Wenn man das verinnerlicht, dann ist uns allen, glaube ich, bewusst, dass wir noch eine weitere Aufgabe vor uns haben. Wir wollen uns viele der Vorschläge, die Sie unter anderem in der Anhörung unterbreitet haben und uns nun teilweise seit Monaten und Jahren immer wieder ins Stammbuch bzw. Geschichtsbuch schreiben, noch einmal sehr genau anschauen. Das will ich Ihnen an dieser Stelle versprechen und zusagen.

Ein letzter Punkt. Wir werden unmittelbar im Anschluss die Wahl des Stasi-Unterlagen-Beauftragten durchführen. Roland Jahn sitzt auch auf der Tribüne. Auch Ihnen ein herzliches Willkommen!

(Beifall)

Ich für meinen Teil will sagen, dass wir uns sehr freuen, dass Sie für eine zweite Amtszeit zur Verfügung stehen, dass wir glauben, dass wir in Ihnen einen international und vor allen Dingen auch in Deutschland über die Par­teigrenzen hinweg anerkannten Stasi-Unterlagen-­Beauftragten haben. Ich freue mich, dass Sie die Arbeit der Kommission und den Reformprozess grundsätzlich positiv begleiten und auch dafür zur Verfügung stehen, den Prozess der Zusammenlegung von Bundesarchiv und Stasi-Unterlagen-Behörde, wie wir es in unserem Antrag niedergelegt haben, zu begleiten. Unsere Stimmen haben Sie dafür.

Wir freuen uns, wenn Sie an Ihre Redezeit denken.

Meine Redezeit ist zu Ende; das ist mir klar.

> Datensatzinhalt:
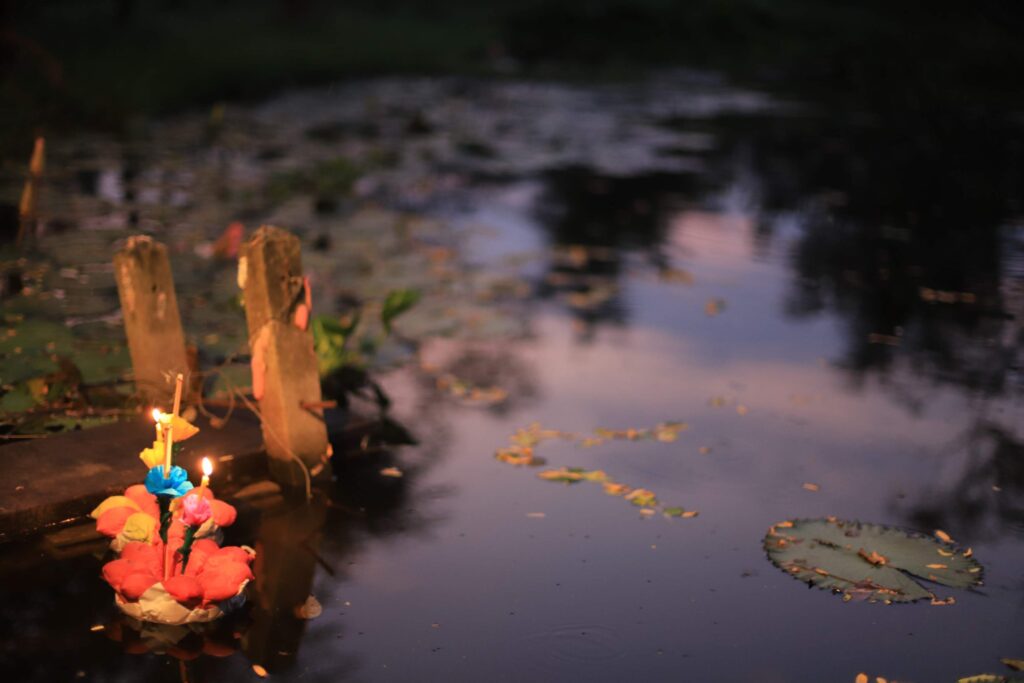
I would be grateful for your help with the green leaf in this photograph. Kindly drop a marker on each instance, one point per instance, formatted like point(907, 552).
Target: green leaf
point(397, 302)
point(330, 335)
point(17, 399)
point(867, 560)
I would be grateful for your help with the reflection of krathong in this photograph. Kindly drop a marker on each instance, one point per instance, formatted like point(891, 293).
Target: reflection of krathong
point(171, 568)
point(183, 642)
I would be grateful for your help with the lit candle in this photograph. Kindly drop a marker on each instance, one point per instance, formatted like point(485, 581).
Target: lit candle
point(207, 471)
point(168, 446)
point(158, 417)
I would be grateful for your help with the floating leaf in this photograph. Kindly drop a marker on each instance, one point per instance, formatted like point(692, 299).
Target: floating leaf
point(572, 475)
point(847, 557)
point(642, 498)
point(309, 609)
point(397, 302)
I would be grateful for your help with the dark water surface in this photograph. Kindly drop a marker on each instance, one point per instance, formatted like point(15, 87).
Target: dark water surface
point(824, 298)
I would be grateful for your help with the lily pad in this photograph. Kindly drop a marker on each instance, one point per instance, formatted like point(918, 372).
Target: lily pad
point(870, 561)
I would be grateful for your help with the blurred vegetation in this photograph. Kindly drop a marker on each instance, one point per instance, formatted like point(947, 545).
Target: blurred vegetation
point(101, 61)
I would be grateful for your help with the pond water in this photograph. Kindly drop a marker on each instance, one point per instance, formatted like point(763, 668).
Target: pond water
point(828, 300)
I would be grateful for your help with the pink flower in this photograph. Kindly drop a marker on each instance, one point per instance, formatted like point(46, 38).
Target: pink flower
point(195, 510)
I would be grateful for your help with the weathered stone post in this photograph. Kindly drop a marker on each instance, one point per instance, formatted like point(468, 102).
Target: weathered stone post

* * *

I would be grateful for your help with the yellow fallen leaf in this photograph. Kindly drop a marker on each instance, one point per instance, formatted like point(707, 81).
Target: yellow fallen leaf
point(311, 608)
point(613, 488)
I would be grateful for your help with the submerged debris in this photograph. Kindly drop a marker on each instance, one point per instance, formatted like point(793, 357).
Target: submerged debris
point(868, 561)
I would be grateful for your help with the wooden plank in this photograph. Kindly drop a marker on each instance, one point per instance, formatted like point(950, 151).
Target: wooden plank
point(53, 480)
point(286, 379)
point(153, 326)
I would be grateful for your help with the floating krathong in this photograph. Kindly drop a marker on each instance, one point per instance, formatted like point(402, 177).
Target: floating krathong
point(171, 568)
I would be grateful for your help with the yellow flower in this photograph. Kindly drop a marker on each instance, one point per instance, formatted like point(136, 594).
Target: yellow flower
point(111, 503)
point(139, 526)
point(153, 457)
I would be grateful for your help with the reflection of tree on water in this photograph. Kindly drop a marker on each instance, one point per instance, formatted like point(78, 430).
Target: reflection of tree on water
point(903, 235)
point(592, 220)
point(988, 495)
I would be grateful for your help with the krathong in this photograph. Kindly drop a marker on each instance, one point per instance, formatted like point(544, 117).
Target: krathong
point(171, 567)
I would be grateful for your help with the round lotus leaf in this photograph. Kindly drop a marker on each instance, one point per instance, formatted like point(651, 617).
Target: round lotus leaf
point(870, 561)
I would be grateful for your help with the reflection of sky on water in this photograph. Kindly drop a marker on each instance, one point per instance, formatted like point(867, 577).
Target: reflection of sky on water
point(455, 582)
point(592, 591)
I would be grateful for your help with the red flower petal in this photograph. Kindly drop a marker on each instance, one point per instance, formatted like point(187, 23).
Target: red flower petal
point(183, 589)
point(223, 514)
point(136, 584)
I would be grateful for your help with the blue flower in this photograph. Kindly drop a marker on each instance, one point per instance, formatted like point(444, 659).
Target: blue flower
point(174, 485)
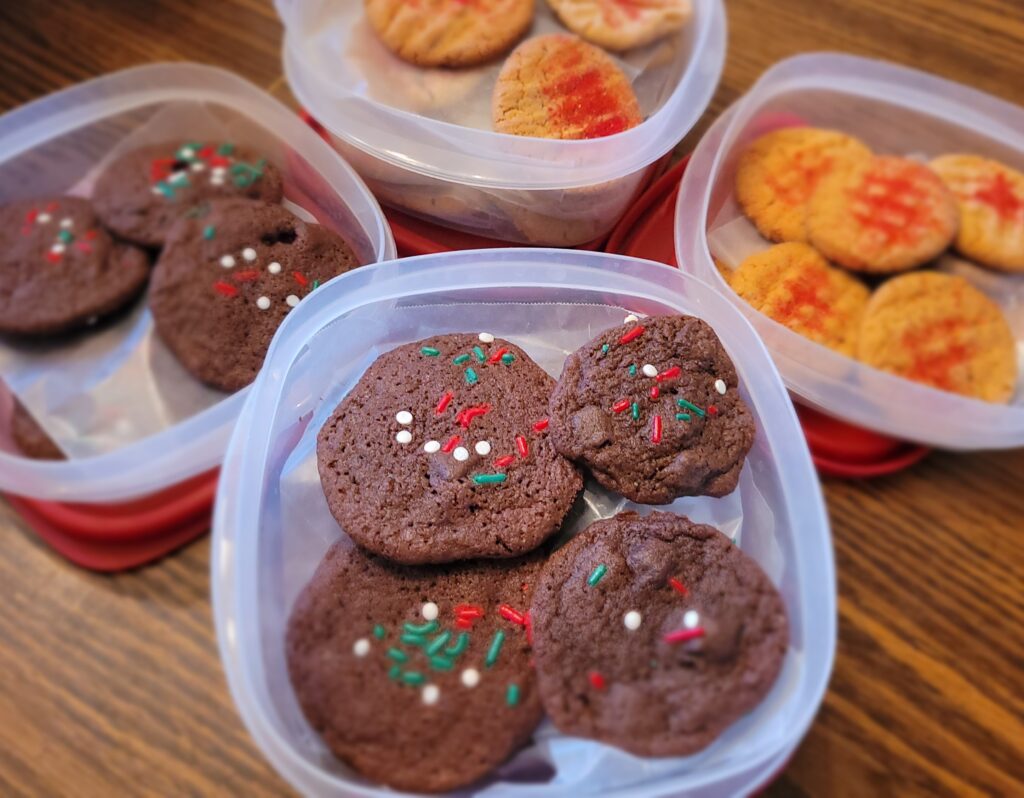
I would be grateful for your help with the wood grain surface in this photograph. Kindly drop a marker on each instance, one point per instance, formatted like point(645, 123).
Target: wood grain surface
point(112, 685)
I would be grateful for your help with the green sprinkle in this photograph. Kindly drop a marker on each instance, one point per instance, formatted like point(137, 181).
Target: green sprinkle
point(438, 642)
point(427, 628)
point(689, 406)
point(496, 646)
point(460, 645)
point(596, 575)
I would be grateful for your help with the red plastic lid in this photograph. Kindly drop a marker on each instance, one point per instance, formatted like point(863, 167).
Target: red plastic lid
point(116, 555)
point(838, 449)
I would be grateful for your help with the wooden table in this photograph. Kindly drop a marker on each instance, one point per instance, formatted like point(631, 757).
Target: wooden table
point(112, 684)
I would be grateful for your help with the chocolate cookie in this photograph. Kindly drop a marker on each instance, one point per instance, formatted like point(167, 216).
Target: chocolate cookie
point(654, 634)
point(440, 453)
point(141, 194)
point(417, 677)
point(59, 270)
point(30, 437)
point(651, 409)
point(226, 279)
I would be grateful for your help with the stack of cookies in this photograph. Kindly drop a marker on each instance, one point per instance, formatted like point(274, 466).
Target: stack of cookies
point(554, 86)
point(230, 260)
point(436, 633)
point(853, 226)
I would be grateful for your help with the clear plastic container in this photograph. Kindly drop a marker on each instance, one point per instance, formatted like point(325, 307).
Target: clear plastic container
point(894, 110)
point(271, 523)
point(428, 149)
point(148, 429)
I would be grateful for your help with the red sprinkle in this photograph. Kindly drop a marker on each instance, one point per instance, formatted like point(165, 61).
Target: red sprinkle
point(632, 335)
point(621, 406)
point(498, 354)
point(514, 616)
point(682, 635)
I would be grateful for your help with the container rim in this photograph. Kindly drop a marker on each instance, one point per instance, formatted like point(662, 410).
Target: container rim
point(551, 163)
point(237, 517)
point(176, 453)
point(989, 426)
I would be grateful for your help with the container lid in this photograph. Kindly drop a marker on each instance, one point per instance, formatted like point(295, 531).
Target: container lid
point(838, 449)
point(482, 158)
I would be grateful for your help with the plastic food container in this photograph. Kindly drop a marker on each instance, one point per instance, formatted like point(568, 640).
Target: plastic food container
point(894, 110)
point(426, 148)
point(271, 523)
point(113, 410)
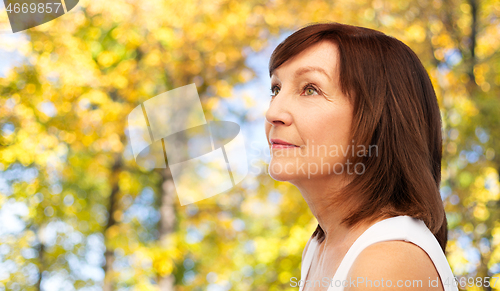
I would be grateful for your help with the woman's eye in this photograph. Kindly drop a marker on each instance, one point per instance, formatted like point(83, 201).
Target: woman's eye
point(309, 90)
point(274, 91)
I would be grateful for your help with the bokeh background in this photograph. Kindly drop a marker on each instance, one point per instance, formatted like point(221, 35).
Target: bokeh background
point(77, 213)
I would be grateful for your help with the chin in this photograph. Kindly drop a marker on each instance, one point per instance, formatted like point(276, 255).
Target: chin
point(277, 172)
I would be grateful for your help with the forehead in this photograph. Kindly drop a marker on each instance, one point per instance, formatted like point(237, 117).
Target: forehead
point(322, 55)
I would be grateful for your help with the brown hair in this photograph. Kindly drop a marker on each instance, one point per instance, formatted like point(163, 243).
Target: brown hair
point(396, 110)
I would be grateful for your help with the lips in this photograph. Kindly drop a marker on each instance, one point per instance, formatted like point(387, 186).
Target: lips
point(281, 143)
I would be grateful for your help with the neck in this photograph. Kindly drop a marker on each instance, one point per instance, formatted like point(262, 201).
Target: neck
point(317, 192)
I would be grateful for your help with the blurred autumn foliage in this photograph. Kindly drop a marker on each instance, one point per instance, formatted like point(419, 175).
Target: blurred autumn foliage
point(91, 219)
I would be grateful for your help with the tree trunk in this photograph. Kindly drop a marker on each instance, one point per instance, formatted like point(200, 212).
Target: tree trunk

--

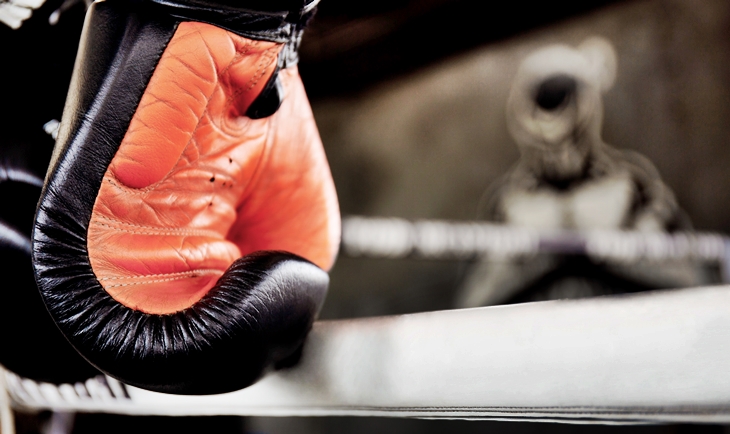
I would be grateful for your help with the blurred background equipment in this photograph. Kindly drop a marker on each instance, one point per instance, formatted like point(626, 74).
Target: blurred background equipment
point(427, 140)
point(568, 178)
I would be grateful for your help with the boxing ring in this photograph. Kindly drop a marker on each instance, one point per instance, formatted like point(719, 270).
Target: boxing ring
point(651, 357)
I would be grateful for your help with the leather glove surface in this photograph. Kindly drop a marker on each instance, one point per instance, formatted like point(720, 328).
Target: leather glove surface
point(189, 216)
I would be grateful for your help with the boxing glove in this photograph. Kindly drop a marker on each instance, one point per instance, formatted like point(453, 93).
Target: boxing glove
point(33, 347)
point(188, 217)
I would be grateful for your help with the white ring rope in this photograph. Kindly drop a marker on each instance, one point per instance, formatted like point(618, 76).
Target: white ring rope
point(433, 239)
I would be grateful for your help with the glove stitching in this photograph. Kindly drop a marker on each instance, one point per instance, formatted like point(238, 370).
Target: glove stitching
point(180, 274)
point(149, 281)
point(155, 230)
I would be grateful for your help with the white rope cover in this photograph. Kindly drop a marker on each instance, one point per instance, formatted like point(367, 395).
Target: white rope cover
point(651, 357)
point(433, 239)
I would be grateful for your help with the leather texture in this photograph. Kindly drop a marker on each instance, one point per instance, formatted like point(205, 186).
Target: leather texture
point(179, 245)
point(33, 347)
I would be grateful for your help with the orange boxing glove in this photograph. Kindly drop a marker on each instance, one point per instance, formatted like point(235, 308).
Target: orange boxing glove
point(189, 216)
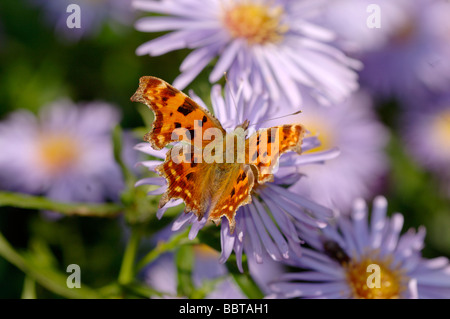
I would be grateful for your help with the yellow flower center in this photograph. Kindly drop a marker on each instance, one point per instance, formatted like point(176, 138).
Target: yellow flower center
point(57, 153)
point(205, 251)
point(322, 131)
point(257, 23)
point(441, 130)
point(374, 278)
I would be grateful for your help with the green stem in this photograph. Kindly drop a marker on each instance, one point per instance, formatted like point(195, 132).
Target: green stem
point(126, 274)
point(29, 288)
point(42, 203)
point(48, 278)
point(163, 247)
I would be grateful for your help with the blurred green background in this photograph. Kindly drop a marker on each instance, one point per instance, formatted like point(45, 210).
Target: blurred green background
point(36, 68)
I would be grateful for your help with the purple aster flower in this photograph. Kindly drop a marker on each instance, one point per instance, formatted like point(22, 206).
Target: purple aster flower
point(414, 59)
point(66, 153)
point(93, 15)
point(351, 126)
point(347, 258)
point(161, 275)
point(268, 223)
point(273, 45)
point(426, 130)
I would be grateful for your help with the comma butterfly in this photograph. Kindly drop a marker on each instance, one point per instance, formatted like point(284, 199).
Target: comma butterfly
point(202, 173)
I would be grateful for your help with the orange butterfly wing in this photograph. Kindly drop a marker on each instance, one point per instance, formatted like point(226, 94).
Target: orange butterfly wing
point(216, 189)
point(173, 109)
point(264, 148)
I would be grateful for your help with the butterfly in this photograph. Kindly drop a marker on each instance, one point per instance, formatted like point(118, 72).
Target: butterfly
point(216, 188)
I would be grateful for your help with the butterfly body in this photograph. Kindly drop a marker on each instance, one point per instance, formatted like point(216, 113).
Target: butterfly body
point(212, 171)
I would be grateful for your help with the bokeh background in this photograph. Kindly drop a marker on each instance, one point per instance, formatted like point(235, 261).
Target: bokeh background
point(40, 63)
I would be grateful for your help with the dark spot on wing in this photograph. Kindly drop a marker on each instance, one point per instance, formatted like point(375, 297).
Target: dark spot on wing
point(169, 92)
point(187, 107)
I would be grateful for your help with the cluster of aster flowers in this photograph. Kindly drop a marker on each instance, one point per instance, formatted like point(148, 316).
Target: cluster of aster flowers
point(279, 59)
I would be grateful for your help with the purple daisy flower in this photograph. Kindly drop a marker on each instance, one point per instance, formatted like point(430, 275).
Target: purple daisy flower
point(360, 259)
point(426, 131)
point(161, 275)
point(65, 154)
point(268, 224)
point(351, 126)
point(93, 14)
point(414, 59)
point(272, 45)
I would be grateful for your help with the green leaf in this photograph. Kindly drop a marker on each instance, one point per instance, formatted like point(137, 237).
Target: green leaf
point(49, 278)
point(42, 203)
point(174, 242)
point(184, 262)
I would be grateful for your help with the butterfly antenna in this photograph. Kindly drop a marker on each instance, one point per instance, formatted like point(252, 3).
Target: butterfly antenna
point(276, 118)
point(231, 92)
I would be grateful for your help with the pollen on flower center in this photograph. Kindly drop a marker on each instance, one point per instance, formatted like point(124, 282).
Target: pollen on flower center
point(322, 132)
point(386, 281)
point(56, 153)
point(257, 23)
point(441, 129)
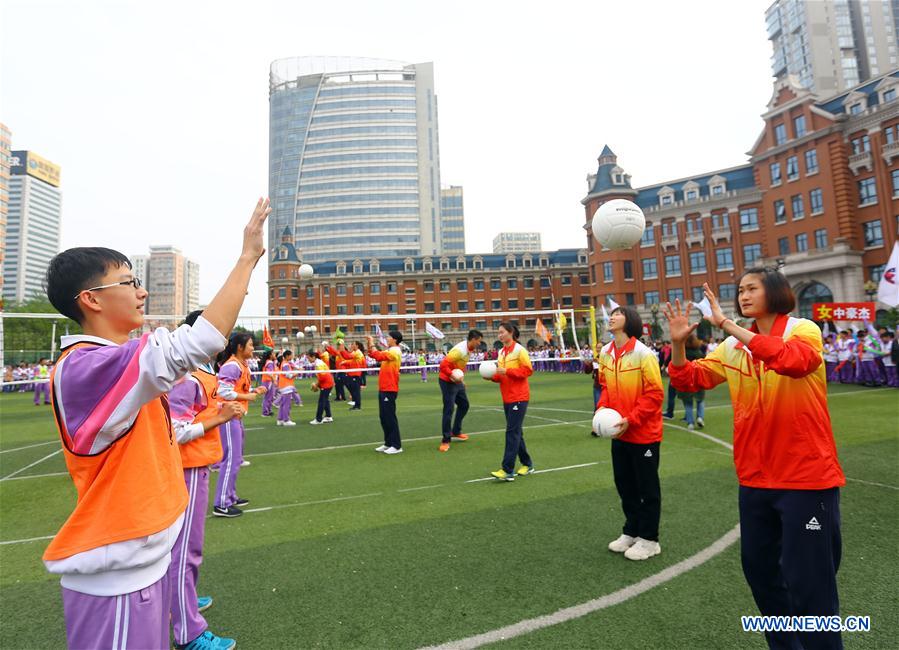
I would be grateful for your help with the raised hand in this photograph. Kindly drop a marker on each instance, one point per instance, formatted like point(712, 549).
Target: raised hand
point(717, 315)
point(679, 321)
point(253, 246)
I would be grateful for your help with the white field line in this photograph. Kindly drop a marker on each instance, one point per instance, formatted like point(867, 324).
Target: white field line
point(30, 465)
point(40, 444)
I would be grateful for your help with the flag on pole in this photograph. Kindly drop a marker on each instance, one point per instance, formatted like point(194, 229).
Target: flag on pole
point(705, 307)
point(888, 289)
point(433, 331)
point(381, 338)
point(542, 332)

> Aufgaben bearbeiten:
**1.** Nenne alle Sätze des Absatzes im Redetext, der mit „Ein letzter Punkt.“ beginnt.
**2.** Gib einen Teil des Redetexts wortgetreu wieder. Setze bei den Worten „Ein letzter Punkt.“ ein und ende nach „ist mir klar.“.

> Lösungen:
**1.**
Ein letzter Punkt.
Wir werden unmittelbar im Anschluss die Wahl des Stasi-Unterlagen-Beauftragten durchführen.
Roland Jahn sitzt auch auf der Tribüne.
Auch Ihnen ein herzliches Willkommen!

**2.**
Ein letzter Punkt. Wir werden unmittelbar im Anschluss die Wahl des Stasi-Unterlagen-Beauftragten durchführen. Roland Jahn sitzt auch auf der Tribüne. Auch Ihnen ein herzliches Willkommen!

(Beifall)

Ich für meinen Teil will sagen, dass wir uns sehr freuen, dass Sie für eine zweite Amtszeit zur Verfügung stehen, dass wir glauben, dass wir in Ihnen einen international und vor allen Dingen auch in Deutschland über die Par­teigrenzen hinweg anerkannten Stasi-Unterlagen-­Beauftragten haben. Ich freue mich, dass Sie die Arbeit der Kommission und den Reformprozess grundsätzlich positiv begleiten und auch dafür zur Verfügung stehen, den Prozess der Zusammenlegung von Bundesarchiv und Stasi-Unterlagen-Behörde, wie wir es in unserem Antrag niedergelegt haben, zu begleiten. Unsere Stimmen haben Sie dafür.

Wir freuen uns, wenn Sie an Ihre Redezeit denken.

Meine Redezeit ist zu Ende; das ist mir klar.